→ EXERCISE DETAILS: Print exactly, and only, the lines running from the line containing "In this photo, point at the side" through the end of the records below.

→ THE INPUT:
- - -
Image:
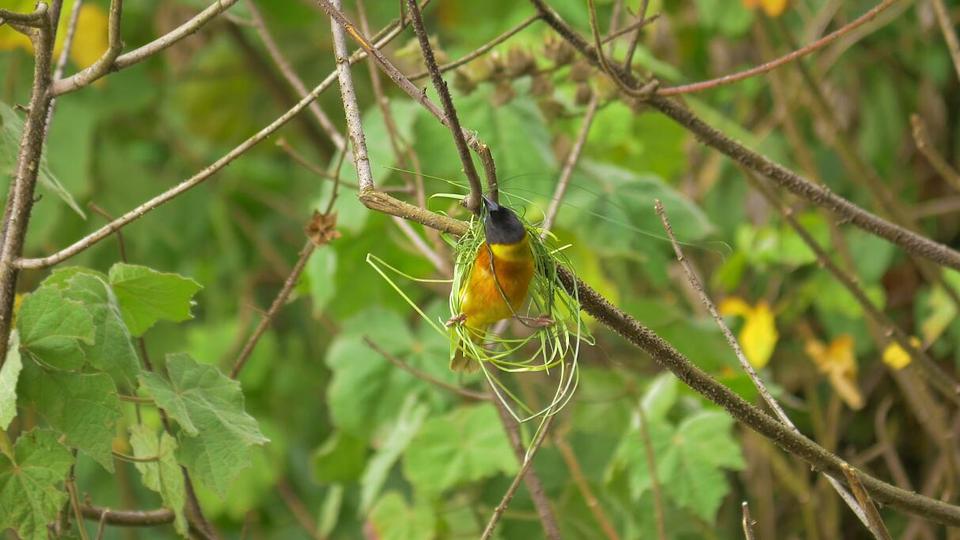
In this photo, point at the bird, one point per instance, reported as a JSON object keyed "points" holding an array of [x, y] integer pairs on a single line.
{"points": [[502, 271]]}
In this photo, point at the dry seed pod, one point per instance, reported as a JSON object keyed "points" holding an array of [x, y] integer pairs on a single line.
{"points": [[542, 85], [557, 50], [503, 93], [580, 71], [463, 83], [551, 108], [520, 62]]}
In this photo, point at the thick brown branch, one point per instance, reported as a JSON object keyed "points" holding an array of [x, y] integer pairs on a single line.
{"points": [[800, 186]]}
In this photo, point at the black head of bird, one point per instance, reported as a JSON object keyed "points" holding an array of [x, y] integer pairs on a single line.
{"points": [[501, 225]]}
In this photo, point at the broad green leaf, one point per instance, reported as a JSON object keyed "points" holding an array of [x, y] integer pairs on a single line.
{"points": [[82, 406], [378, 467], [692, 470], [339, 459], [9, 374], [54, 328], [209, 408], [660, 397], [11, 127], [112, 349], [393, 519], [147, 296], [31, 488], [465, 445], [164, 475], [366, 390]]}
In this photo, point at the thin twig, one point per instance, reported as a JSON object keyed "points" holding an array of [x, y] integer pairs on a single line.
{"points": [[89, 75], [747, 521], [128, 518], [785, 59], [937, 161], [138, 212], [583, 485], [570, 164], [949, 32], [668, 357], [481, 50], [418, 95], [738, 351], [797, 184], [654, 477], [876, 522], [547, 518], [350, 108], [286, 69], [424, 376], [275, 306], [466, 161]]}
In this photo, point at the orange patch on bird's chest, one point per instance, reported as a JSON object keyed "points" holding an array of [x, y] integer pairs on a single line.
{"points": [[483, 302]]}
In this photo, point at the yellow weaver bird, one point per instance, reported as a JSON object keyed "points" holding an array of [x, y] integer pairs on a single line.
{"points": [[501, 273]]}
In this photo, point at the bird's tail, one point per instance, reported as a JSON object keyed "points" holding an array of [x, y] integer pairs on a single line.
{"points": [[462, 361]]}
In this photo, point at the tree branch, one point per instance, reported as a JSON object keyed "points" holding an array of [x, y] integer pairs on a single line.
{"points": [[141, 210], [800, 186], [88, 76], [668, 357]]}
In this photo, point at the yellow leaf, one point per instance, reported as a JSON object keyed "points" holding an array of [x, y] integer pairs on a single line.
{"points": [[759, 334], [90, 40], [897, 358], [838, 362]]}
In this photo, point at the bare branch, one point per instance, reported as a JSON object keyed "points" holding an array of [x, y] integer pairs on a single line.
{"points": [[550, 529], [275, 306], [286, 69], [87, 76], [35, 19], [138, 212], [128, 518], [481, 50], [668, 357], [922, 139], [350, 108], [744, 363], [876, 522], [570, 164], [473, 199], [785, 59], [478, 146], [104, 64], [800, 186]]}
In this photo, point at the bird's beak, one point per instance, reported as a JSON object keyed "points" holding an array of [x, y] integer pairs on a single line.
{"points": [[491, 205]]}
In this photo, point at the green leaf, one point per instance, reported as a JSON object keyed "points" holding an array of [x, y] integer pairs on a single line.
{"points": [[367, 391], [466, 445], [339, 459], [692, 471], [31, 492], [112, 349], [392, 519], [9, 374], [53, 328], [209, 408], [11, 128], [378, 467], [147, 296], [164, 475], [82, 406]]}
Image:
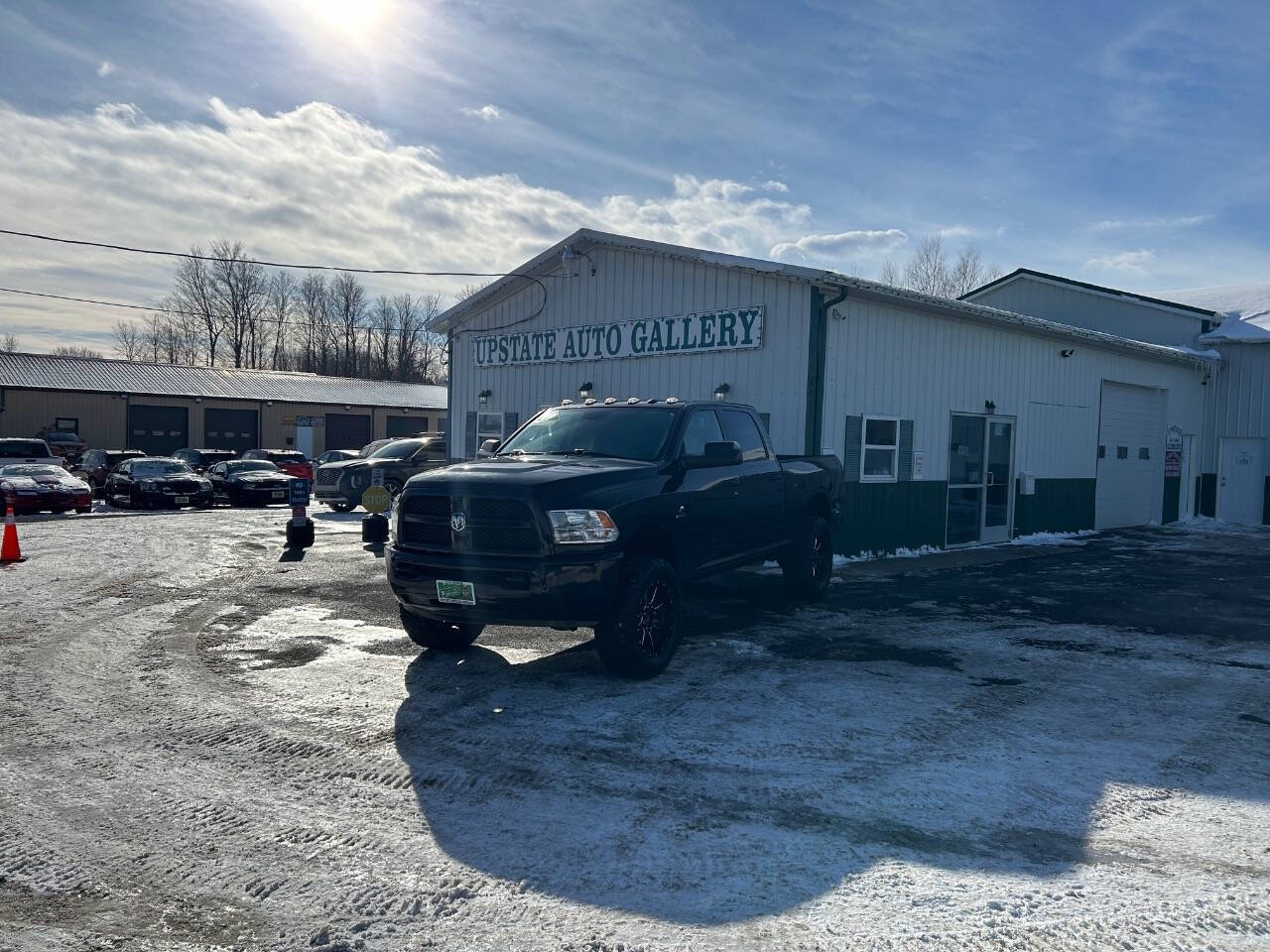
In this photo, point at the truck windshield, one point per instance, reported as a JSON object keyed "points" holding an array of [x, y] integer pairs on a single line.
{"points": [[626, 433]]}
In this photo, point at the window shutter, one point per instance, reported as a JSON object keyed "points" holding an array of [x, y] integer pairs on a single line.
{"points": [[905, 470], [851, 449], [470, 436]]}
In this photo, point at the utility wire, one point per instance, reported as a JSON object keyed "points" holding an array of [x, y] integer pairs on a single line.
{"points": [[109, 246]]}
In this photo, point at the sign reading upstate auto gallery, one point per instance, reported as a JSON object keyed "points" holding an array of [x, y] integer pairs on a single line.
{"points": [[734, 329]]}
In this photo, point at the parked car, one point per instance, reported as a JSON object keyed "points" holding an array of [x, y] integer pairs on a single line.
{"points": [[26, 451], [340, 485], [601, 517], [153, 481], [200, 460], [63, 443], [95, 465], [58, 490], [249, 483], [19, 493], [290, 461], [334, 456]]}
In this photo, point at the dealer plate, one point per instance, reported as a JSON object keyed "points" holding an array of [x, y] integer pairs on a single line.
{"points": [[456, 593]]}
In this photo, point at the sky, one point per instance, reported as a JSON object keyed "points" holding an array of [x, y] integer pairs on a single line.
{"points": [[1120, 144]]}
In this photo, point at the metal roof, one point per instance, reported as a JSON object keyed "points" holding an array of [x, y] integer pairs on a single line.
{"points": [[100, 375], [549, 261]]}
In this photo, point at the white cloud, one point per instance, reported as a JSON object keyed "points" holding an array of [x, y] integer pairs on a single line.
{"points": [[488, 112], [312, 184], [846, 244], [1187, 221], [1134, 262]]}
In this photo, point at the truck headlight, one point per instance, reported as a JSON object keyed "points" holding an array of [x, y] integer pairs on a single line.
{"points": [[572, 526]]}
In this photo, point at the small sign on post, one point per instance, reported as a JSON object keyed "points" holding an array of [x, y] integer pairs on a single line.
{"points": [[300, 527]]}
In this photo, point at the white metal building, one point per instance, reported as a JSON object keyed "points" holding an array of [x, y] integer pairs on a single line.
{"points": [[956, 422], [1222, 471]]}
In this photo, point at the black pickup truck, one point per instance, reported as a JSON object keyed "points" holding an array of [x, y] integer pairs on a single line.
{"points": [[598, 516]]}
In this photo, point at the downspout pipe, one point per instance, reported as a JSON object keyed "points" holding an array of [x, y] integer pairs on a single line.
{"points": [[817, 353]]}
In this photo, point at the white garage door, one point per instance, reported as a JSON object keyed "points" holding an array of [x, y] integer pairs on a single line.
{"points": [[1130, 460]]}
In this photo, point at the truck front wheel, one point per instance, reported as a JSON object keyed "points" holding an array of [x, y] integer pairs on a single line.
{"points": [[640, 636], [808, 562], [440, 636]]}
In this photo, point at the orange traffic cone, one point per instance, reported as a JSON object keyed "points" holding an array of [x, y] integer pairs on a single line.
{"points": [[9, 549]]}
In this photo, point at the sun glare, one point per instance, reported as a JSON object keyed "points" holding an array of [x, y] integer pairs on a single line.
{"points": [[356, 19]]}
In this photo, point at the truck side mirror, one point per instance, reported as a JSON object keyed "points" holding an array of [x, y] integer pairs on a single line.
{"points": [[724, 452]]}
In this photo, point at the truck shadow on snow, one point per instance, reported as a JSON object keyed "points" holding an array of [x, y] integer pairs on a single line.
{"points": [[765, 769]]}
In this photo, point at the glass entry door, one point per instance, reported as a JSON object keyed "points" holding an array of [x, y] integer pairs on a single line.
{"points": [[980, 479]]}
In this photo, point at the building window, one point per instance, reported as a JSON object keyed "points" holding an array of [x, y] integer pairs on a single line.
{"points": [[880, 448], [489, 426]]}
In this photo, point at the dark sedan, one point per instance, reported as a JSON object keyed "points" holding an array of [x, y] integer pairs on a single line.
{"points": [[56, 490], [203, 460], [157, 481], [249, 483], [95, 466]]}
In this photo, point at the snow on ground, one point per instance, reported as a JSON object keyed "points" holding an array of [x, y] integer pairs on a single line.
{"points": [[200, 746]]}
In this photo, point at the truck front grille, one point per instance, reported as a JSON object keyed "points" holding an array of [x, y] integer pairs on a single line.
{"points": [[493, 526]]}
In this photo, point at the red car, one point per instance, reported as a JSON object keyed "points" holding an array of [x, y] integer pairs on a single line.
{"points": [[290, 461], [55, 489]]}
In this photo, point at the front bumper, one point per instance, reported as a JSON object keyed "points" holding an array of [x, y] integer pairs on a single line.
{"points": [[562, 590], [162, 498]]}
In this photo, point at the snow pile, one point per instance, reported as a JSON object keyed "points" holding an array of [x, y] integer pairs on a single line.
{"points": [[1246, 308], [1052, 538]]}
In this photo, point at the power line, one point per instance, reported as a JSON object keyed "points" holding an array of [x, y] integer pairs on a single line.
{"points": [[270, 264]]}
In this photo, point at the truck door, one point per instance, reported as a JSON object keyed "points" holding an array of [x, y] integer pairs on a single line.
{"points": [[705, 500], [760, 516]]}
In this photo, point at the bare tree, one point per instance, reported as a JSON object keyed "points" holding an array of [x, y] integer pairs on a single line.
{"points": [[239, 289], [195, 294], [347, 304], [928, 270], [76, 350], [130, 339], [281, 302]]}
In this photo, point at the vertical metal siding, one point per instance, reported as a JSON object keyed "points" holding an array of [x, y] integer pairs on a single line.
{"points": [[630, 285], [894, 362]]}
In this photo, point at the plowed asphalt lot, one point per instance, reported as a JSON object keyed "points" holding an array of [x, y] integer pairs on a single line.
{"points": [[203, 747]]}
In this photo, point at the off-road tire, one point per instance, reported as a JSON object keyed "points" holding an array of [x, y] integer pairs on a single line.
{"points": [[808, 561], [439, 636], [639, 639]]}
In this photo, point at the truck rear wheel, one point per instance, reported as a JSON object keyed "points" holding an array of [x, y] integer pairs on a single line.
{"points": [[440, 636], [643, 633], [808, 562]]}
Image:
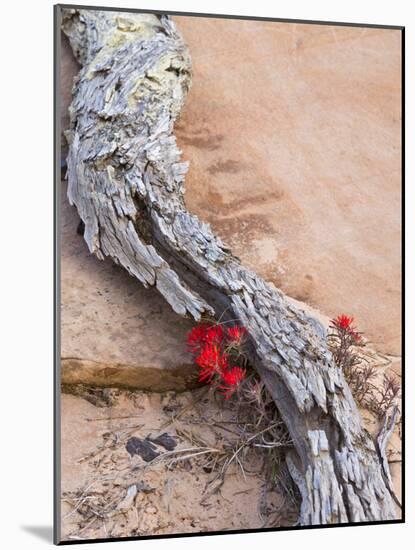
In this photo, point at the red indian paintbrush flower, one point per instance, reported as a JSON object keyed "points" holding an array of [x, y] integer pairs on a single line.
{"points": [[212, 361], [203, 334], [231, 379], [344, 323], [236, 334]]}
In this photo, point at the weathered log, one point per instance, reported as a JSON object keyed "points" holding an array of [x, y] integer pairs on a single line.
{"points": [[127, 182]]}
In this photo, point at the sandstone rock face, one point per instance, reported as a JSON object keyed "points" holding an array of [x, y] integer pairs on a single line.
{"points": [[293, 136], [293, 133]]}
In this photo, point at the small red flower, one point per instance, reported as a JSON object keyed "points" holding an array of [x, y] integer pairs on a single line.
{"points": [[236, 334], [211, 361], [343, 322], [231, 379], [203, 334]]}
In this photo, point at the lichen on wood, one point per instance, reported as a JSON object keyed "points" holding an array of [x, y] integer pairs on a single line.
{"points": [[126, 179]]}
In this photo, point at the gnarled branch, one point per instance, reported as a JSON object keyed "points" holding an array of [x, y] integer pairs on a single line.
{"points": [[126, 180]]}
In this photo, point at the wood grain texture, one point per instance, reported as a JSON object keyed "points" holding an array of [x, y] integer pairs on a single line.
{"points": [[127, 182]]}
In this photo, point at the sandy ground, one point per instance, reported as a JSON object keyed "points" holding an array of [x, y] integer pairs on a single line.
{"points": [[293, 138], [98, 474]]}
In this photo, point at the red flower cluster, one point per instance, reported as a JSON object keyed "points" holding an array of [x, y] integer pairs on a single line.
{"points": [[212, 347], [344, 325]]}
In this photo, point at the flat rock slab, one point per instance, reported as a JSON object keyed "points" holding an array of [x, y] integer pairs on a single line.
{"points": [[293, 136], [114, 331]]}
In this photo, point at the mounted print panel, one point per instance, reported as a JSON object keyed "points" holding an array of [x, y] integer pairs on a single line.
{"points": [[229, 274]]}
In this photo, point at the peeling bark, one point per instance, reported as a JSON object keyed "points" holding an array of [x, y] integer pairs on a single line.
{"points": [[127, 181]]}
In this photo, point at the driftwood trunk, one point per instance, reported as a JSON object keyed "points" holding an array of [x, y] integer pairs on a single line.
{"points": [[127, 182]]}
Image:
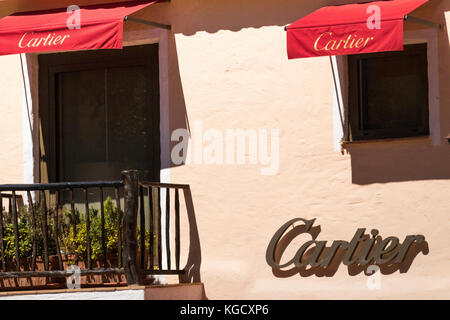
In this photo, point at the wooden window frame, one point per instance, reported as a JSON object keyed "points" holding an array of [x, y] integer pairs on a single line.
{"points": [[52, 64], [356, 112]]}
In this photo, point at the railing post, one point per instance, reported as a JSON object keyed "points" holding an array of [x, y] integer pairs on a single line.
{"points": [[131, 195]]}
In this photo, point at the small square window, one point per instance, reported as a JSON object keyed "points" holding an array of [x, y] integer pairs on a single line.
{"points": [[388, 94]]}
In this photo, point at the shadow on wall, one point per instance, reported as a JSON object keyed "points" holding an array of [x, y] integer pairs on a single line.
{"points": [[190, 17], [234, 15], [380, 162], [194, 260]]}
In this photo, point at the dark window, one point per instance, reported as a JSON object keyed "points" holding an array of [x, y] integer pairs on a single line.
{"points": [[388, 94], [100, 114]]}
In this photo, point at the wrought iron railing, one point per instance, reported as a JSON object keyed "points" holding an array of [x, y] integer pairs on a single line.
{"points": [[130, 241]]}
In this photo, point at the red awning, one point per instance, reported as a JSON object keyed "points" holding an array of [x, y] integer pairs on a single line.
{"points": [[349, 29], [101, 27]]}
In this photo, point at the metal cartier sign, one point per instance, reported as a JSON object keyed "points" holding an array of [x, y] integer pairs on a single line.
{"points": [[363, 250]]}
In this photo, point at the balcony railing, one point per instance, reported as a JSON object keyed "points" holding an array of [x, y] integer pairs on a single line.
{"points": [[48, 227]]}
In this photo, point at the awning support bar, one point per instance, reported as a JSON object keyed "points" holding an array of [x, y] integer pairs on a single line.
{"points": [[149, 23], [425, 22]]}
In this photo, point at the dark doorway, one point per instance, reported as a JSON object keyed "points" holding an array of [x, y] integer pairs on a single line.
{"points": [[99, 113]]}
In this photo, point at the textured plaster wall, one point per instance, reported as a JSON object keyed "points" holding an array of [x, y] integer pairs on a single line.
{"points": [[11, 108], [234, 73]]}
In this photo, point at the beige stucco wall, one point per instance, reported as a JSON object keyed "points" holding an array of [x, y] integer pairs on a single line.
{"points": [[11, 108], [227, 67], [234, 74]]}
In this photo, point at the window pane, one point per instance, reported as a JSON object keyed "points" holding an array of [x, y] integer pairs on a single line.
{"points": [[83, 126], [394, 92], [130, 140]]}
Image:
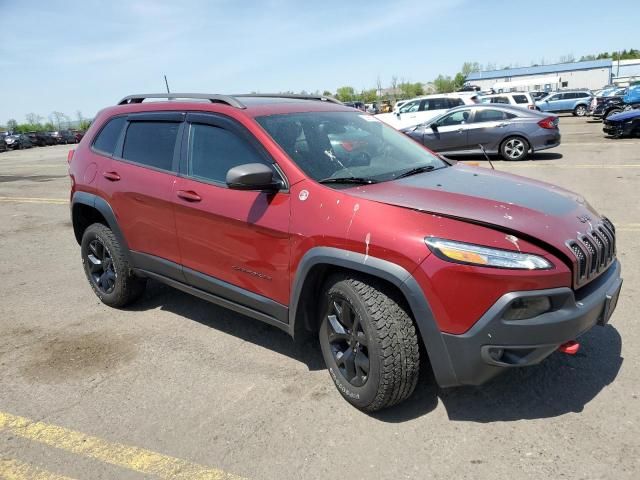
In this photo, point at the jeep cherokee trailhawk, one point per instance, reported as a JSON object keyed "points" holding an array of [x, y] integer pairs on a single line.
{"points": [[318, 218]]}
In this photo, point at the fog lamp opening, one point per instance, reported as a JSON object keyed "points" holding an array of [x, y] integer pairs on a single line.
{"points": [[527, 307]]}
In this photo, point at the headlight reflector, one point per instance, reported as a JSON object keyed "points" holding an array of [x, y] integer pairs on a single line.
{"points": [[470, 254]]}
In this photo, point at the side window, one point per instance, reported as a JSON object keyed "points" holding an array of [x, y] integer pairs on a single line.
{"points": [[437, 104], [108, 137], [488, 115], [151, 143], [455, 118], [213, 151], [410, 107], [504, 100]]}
- - -
→ WRITTEN SOLUTION:
In this photo, point at the side window, one point per instance, reported as a JSON object keyed "points" holding an array of [x, y] integer pairs on a single line.
{"points": [[437, 104], [108, 137], [488, 115], [151, 143], [455, 118], [213, 151], [410, 107], [504, 100]]}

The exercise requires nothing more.